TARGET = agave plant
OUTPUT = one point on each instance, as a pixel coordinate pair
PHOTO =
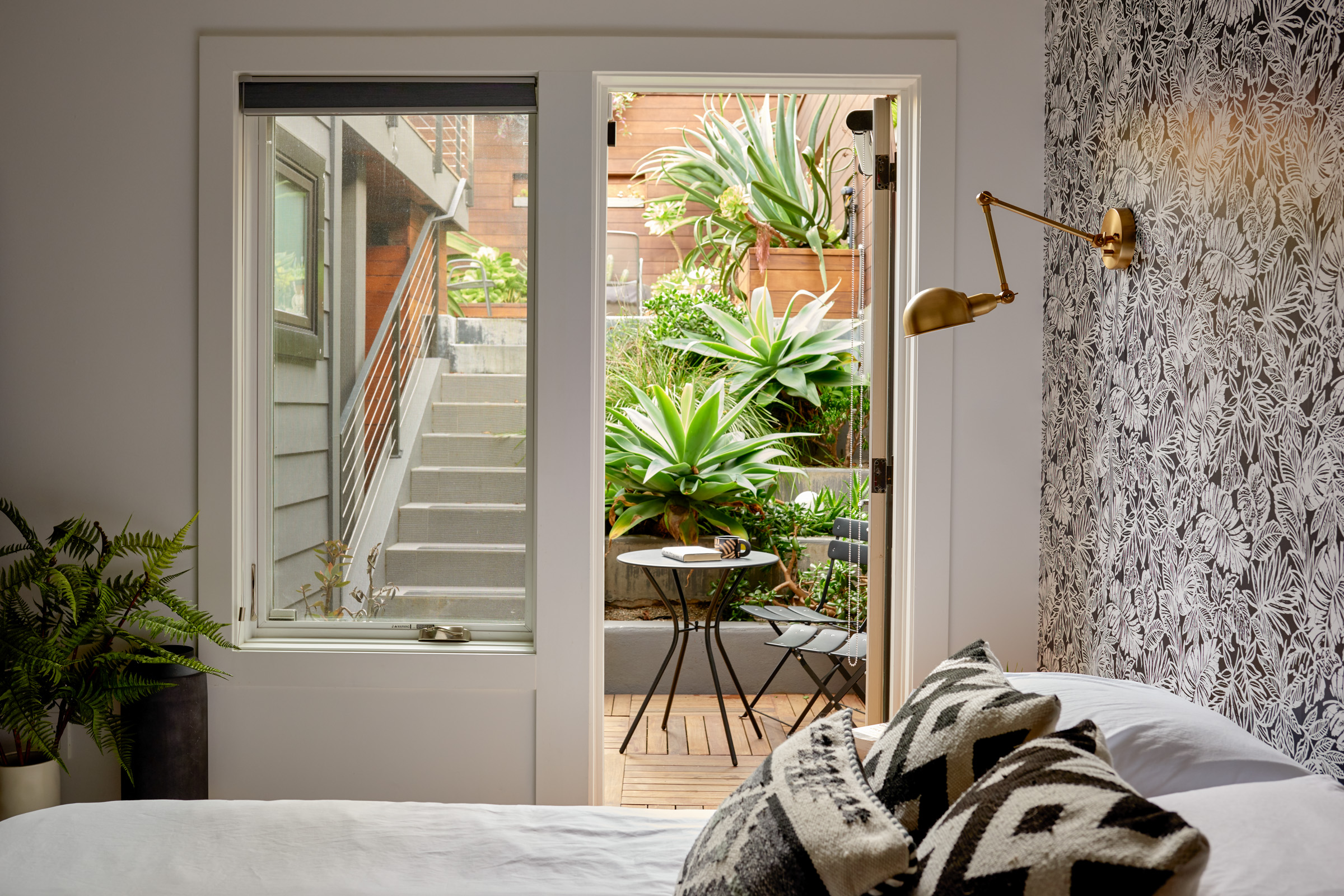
(763, 182)
(73, 637)
(795, 356)
(684, 463)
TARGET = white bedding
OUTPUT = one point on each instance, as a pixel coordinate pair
(338, 848)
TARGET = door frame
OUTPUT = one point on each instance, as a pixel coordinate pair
(565, 673)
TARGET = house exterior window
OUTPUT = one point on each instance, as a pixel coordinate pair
(296, 235)
(395, 463)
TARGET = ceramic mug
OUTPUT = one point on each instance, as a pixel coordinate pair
(730, 547)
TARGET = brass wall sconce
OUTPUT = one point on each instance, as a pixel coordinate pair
(940, 307)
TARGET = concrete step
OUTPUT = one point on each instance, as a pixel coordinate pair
(452, 484)
(463, 523)
(479, 417)
(412, 563)
(483, 388)
(487, 359)
(467, 604)
(472, 449)
(484, 331)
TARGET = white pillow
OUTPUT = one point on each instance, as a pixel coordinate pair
(1268, 837)
(1161, 743)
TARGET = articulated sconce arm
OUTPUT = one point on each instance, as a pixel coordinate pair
(940, 307)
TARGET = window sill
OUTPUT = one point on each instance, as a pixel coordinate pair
(385, 645)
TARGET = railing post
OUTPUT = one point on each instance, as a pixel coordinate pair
(397, 382)
(438, 291)
(438, 144)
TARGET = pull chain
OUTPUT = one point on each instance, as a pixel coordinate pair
(855, 589)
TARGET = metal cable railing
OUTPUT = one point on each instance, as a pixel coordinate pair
(371, 419)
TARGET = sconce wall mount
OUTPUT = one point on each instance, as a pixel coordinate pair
(940, 307)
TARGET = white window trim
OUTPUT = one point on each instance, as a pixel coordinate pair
(566, 669)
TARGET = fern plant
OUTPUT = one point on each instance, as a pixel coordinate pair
(72, 634)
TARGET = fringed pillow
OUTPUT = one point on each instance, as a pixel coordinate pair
(804, 824)
(955, 727)
(1054, 817)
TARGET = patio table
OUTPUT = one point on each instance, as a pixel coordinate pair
(683, 627)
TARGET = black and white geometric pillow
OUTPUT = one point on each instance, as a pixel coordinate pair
(953, 729)
(804, 824)
(1054, 817)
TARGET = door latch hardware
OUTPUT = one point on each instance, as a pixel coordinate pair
(445, 633)
(882, 174)
(881, 480)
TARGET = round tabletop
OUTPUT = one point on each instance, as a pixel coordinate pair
(654, 558)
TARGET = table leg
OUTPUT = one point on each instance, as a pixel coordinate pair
(678, 629)
(718, 638)
(718, 691)
(686, 638)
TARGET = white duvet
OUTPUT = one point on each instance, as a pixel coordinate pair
(338, 848)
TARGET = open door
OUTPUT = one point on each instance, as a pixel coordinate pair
(875, 228)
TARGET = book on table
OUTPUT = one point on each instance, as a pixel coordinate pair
(691, 554)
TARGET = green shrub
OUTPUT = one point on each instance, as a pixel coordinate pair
(676, 304)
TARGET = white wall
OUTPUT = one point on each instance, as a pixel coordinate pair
(99, 272)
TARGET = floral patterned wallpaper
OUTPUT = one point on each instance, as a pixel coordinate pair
(1193, 477)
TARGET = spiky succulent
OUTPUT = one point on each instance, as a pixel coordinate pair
(683, 461)
(792, 355)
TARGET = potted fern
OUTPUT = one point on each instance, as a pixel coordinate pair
(73, 640)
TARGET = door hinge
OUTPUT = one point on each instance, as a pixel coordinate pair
(881, 479)
(882, 172)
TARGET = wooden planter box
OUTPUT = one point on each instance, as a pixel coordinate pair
(498, 309)
(795, 269)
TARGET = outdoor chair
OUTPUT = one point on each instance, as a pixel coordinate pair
(857, 649)
(811, 631)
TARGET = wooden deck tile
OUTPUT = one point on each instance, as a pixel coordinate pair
(687, 766)
(640, 740)
(676, 736)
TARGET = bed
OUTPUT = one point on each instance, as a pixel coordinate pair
(1273, 827)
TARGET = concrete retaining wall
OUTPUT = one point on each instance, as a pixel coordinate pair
(627, 586)
(635, 651)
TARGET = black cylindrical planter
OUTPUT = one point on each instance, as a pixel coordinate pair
(170, 757)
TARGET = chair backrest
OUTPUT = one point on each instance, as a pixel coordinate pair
(851, 530)
(852, 550)
(848, 551)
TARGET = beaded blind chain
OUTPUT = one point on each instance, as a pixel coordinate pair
(855, 587)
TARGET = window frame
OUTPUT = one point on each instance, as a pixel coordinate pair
(265, 139)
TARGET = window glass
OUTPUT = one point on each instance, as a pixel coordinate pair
(291, 234)
(398, 417)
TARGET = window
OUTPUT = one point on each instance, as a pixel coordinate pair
(395, 383)
(296, 246)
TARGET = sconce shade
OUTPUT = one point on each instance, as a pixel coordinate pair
(936, 308)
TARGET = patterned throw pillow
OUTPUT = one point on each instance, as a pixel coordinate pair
(1054, 817)
(804, 824)
(953, 729)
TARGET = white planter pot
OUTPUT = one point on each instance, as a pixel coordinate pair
(29, 787)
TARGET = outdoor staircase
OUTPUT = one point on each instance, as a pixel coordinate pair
(460, 539)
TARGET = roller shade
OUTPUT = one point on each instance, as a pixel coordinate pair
(331, 97)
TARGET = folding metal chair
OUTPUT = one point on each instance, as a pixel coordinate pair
(857, 649)
(810, 631)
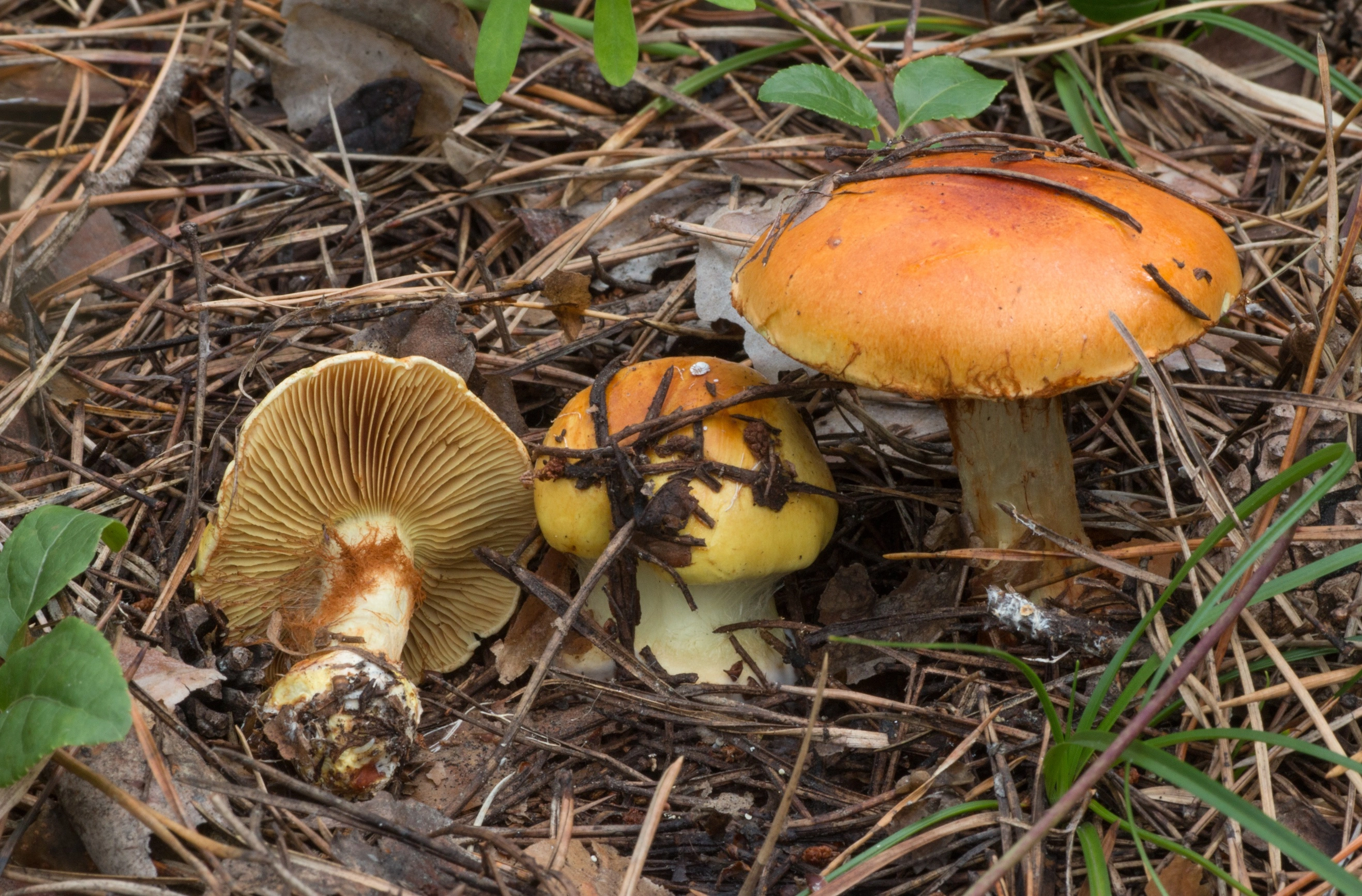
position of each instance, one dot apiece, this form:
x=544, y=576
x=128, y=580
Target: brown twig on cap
x=1116, y=211
x=1178, y=299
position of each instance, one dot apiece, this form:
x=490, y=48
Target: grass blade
x=1229, y=804
x=1277, y=42
x=1047, y=704
x=1099, y=883
x=1077, y=74
x=1072, y=101
x=1172, y=846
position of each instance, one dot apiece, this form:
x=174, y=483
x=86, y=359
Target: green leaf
x=1114, y=11
x=942, y=87
x=48, y=549
x=1099, y=883
x=616, y=41
x=499, y=47
x=1214, y=794
x=820, y=89
x=1072, y=101
x=66, y=689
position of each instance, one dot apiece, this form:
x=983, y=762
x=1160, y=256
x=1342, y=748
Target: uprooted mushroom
x=345, y=534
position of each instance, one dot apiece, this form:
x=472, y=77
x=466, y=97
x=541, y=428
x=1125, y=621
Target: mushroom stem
x=1015, y=452
x=682, y=639
x=346, y=717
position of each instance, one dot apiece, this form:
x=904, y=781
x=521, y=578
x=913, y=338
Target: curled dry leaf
x=162, y=676
x=570, y=295
x=1181, y=877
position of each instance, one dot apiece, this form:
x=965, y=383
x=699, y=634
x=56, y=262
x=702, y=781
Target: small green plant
x=1078, y=742
x=929, y=89
x=65, y=689
x=1114, y=11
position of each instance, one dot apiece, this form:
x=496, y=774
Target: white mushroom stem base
x=345, y=721
x=682, y=639
x=347, y=718
x=1015, y=452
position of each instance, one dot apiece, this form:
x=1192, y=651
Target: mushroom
x=345, y=536
x=991, y=293
x=729, y=541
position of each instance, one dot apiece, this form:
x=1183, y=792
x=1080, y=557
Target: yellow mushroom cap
x=362, y=437
x=748, y=541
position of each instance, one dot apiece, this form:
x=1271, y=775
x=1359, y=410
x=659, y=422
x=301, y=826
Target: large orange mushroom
x=985, y=280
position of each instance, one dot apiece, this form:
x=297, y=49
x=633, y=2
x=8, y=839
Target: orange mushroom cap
x=951, y=285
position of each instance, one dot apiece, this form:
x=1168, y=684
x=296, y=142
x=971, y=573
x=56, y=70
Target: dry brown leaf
x=1183, y=877
x=596, y=868
x=162, y=676
x=570, y=295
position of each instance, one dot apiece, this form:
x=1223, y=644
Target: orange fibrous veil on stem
x=346, y=575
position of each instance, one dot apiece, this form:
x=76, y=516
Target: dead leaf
x=597, y=869
x=116, y=842
x=570, y=295
x=1183, y=877
x=162, y=676
x=437, y=29
x=532, y=628
x=315, y=69
x=273, y=630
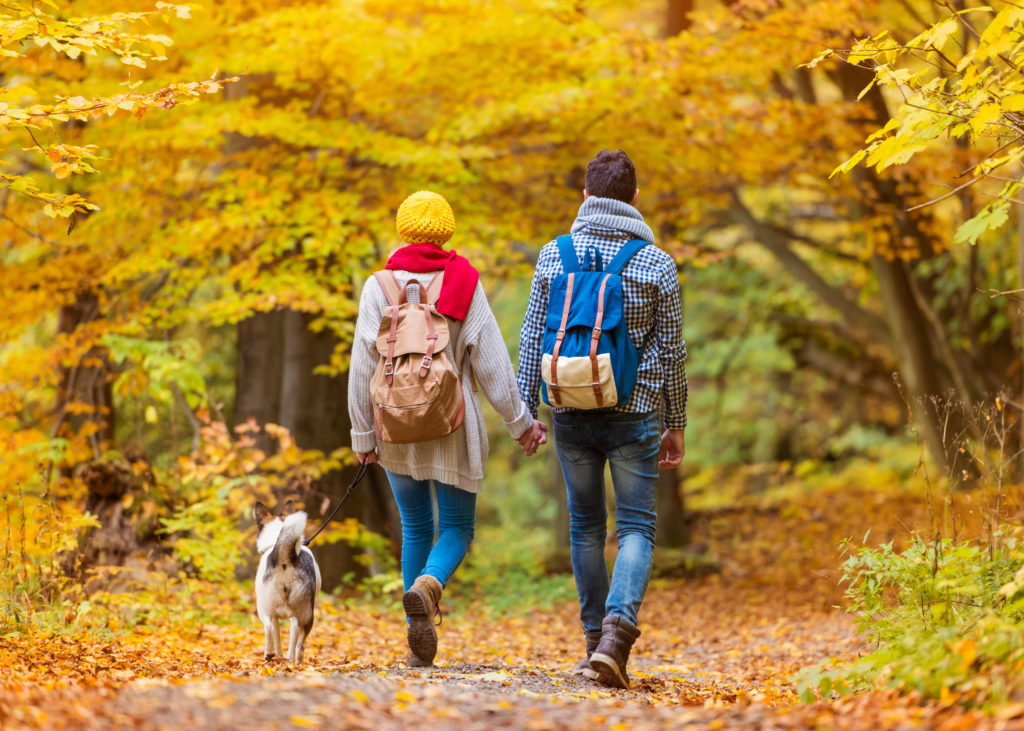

::::::

(Requirement) Start with the line above that contains "TARGET = articulated sconce arm" and stop after the line that contains "TARGET = fringed pillow". Output those lines exactly, and only those.

(Answer for the task)
TARGET = articulated sconce arm
OUTPUT = one point on each instance, as a pixel coordinate pair
(940, 307)
TARGET = window sill
OUTPUT = one point on each instance, as a pixel coordinate pair
(385, 645)
TARGET = railing post
OUTPUT = one point on each instance, as a pixel coordinate pair
(397, 382)
(438, 291)
(438, 144)
TARGET = pull chain
OUTPUT = one point on each instance, as a pixel coordinate pair
(855, 589)
TARGET = metal cable railing
OUTPUT = one point on each instance, as a pixel coordinate pair
(371, 419)
TARGET = sconce wall mount
OUTPUT = one point on each instance, as a pixel coordinate pair
(940, 307)
TARGET = white window trim
OUTPUT = one point on each instance, as a pixel coordinate pair
(566, 669)
TARGET = fern plant
OUTPUT = one point on each instance, as a pixel coordinate pair
(72, 634)
TARGET = fringed pillow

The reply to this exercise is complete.